• _Exercise aim_
Count the lines in the items below that contain the word "Provide" and reply with only that number.

• _Material for this task_
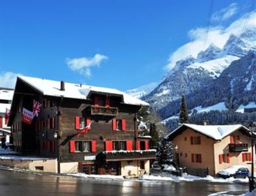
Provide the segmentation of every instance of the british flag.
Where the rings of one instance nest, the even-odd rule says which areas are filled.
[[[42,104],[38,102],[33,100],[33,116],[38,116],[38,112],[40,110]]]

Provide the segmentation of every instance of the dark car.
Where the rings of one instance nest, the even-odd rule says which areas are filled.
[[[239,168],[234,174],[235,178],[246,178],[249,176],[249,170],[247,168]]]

--

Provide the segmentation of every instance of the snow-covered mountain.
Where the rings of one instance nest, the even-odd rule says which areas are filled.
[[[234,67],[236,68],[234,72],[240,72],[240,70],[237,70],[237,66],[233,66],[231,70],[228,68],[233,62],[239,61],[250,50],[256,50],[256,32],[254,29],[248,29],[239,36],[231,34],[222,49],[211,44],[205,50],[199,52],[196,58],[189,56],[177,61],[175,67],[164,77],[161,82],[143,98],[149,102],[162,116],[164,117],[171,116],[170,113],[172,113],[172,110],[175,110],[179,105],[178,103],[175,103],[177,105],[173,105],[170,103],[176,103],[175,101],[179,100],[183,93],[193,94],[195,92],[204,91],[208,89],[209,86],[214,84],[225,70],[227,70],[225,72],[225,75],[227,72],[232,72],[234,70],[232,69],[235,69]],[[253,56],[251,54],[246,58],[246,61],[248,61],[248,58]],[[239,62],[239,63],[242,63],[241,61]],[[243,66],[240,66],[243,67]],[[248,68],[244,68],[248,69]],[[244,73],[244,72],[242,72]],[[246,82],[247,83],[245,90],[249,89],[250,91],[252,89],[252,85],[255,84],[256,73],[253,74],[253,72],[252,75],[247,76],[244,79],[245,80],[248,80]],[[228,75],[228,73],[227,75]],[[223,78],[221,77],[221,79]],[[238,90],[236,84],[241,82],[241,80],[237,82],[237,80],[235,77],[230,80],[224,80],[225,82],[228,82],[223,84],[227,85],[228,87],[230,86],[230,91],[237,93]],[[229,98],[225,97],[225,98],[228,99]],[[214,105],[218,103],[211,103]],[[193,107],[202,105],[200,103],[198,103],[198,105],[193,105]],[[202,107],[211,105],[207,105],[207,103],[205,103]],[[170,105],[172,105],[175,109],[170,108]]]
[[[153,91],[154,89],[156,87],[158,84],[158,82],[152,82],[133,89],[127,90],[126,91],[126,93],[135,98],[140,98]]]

--

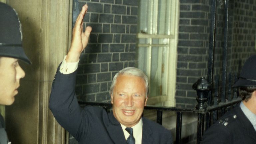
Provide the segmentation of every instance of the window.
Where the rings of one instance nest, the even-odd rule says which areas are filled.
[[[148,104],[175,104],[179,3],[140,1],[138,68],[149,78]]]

• _Exercise answer_
4